• [What is asked]:
Convert the lines starting with the one containing "Locate the ogesitma" and going on through the one containing "[0,164,840,329]" into a JSON list of strings, with one string per line and blank lines omitted.
==== Supplied records ====
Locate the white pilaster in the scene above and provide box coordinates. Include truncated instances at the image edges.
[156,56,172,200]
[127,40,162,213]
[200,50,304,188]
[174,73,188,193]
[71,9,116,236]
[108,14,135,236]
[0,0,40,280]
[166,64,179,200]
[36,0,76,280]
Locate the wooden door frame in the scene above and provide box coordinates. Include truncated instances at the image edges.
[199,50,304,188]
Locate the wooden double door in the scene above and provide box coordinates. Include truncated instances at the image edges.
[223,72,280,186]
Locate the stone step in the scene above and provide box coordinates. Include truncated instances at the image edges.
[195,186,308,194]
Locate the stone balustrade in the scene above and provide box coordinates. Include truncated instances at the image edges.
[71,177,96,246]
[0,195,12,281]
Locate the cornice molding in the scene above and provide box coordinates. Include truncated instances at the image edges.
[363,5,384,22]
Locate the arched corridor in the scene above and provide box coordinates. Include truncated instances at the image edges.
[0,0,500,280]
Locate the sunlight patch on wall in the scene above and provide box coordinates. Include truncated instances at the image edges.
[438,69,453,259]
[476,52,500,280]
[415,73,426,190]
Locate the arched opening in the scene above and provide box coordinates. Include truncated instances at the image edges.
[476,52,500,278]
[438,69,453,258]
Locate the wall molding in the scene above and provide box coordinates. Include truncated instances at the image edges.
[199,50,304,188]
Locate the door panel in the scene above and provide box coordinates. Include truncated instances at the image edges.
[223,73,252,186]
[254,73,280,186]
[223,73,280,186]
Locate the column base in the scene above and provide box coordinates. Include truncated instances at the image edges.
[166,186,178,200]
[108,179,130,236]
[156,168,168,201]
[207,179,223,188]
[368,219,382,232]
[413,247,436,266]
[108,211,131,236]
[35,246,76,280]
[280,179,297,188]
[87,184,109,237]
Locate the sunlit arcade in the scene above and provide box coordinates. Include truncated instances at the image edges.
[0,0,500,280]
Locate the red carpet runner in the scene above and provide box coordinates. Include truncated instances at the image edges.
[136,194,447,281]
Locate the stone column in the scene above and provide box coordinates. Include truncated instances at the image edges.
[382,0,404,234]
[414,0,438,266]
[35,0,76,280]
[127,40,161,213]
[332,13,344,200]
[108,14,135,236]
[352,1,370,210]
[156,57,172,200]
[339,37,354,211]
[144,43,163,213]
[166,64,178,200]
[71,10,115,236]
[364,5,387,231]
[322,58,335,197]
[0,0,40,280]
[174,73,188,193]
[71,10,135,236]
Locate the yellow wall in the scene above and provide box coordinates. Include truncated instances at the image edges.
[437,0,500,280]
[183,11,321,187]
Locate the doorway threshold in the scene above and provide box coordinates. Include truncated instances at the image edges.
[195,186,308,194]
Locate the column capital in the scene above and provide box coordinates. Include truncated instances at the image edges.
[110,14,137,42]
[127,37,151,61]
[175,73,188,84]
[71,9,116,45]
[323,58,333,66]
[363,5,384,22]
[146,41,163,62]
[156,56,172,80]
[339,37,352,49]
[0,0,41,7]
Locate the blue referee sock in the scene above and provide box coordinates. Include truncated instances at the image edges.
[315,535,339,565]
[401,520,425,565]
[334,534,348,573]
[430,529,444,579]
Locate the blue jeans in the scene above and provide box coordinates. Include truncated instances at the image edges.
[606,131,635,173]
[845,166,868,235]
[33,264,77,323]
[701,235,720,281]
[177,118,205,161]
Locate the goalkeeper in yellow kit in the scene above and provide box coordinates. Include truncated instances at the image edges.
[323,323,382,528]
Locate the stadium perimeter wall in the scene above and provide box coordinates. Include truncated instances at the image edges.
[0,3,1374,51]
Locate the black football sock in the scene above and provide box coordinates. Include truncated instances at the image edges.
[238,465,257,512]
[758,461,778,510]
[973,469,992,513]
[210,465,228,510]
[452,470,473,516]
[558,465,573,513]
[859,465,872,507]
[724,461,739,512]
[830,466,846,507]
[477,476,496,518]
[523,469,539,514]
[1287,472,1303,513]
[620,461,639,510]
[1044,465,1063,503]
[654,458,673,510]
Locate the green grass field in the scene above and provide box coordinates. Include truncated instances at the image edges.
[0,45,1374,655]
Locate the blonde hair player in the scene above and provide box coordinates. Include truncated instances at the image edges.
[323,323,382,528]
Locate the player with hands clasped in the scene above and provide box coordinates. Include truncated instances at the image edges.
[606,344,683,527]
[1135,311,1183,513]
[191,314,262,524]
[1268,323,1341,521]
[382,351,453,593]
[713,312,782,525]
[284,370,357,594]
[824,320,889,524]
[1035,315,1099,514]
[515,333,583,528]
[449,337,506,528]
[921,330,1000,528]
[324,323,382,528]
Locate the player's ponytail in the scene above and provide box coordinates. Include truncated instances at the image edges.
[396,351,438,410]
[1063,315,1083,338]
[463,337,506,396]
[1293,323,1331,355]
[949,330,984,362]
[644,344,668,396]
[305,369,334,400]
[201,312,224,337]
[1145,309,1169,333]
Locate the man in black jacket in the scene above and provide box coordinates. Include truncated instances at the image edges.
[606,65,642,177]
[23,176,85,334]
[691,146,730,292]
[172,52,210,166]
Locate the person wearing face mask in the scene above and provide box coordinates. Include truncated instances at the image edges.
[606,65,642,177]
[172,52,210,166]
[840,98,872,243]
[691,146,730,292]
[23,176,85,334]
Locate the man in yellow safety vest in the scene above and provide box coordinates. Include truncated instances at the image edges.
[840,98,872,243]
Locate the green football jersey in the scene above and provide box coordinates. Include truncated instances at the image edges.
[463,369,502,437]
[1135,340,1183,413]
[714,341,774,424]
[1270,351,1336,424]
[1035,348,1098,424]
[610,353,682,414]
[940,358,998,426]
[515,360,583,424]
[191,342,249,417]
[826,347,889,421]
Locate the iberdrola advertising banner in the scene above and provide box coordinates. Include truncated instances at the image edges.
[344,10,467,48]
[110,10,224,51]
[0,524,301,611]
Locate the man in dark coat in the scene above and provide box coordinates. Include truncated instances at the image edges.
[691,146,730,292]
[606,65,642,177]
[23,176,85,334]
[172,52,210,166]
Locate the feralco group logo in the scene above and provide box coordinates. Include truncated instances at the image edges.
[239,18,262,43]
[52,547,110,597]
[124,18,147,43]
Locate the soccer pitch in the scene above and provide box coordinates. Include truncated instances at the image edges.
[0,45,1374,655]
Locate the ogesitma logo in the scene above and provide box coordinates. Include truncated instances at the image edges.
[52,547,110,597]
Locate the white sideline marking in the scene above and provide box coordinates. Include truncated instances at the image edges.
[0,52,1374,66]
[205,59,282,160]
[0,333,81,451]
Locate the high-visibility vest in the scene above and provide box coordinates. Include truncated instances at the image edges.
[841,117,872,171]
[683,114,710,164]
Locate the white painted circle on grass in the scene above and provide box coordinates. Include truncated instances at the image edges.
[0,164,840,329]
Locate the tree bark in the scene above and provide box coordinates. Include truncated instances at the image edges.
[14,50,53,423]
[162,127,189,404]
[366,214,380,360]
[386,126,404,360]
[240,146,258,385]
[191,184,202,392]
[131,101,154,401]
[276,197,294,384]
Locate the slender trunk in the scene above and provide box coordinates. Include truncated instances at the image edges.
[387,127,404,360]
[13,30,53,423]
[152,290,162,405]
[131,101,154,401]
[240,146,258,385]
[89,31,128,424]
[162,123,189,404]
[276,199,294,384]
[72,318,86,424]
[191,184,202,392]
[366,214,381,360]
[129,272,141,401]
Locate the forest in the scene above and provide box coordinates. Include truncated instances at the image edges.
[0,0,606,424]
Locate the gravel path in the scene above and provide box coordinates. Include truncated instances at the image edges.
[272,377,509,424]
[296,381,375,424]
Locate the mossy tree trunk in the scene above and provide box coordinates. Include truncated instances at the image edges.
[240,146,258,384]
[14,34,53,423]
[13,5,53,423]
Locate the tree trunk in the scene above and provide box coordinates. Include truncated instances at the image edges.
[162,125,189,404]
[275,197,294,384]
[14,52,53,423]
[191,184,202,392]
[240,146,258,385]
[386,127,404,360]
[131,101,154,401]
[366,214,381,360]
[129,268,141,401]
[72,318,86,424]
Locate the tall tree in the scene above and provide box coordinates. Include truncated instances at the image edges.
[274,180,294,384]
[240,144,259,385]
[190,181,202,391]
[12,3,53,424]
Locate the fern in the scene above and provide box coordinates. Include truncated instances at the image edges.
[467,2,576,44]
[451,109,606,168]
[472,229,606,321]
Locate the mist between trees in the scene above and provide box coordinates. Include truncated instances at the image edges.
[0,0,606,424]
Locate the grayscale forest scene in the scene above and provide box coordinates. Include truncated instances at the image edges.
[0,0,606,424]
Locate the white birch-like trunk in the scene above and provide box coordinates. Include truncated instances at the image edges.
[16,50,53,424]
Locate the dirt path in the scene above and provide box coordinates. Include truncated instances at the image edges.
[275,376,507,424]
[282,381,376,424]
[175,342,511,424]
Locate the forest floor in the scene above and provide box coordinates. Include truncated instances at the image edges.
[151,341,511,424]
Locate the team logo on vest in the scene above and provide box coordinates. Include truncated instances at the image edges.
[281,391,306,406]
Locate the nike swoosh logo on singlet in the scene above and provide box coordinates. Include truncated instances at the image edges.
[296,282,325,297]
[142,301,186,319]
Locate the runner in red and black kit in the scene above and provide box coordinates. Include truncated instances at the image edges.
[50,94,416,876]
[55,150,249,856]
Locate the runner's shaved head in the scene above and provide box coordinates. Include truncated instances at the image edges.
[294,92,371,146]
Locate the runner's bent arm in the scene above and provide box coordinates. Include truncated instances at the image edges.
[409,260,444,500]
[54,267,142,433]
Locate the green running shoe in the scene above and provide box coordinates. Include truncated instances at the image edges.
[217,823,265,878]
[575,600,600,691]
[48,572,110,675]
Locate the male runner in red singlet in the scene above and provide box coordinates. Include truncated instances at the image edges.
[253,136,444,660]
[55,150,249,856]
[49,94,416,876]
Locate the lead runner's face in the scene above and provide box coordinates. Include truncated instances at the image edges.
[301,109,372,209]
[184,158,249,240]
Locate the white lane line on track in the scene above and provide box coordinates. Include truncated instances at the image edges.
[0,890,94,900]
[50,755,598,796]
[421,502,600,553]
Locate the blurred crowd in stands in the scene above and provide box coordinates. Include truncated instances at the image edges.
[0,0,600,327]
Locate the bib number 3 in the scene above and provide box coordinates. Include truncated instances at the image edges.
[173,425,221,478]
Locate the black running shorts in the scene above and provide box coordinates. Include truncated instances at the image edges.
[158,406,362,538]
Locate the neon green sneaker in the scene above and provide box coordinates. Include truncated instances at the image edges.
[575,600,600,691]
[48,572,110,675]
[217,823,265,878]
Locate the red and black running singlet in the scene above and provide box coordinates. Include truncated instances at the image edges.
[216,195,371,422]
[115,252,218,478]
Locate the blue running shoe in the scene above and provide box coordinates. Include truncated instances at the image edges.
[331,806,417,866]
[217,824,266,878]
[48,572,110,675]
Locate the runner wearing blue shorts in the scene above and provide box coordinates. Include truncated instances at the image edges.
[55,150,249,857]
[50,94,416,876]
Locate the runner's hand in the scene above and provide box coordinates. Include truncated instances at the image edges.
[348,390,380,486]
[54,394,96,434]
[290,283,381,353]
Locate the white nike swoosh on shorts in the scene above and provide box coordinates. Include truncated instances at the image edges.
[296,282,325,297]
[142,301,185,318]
====
• [The output]:
[
  "Locate the ogesitma logo in the scene above and provide box coordinates. Include truncated instances at the image edges.",
  "[52,547,110,597]",
  "Locate the white sideline marking in the scene above and provide box coordinates. Include truncated instances at the image edges.",
  "[0,52,1374,66]",
  "[205,59,282,160]",
  "[0,333,81,451]",
  "Locate the high-visibility vest in the scene above and provide box coordinates. Include truncated instances at the image edges.",
  "[841,117,872,171]",
  "[683,114,710,164]",
  "Locate the white painted circle on grass in the scene above and provide box coordinates. Include truncated instances at the image edges.",
  "[0,164,840,329]"
]